EXERCISE REQUIREMENTS →
Please output each line of the data exactly as it appears.
───── DATA FOR ANALYSIS ─────
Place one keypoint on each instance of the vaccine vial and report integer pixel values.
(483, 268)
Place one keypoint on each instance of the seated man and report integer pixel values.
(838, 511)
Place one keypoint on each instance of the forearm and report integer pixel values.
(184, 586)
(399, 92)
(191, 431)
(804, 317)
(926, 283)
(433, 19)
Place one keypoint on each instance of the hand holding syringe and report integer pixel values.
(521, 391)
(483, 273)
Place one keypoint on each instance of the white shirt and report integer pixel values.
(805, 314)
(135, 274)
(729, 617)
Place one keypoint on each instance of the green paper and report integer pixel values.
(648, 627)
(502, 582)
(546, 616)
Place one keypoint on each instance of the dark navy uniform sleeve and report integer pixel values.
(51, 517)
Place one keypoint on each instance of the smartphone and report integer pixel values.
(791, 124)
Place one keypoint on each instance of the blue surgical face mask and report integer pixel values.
─────
PROBLEM SOLUTION →
Place one keypoint on each instance of the vaccine vial and report integer pixel values.
(483, 268)
Place one keypoint on each instance of the seated man and report integer pixel values.
(838, 511)
Place one keypoint on each instance of the forearm and report integer pixel values.
(184, 586)
(399, 92)
(191, 431)
(804, 317)
(926, 283)
(433, 19)
Place one keypoint on each instance of the hand holding syringe and report integer pixel values.
(521, 391)
(483, 273)
Place one keypoint on each instance of the white shirt and report integer pixel values.
(805, 314)
(135, 274)
(729, 617)
Place one keypoint on each instance of the green paper and report integer pixel values.
(648, 627)
(502, 582)
(546, 616)
Place one keypoint on each instance of the dark navy uniform sleeve and report integer pixel values.
(51, 517)
Place one keypoint on each instance of the smartphone and report integer pixel values.
(791, 124)
Place one keypoint on each instance of the blue surgical face mask and report integer pixel values.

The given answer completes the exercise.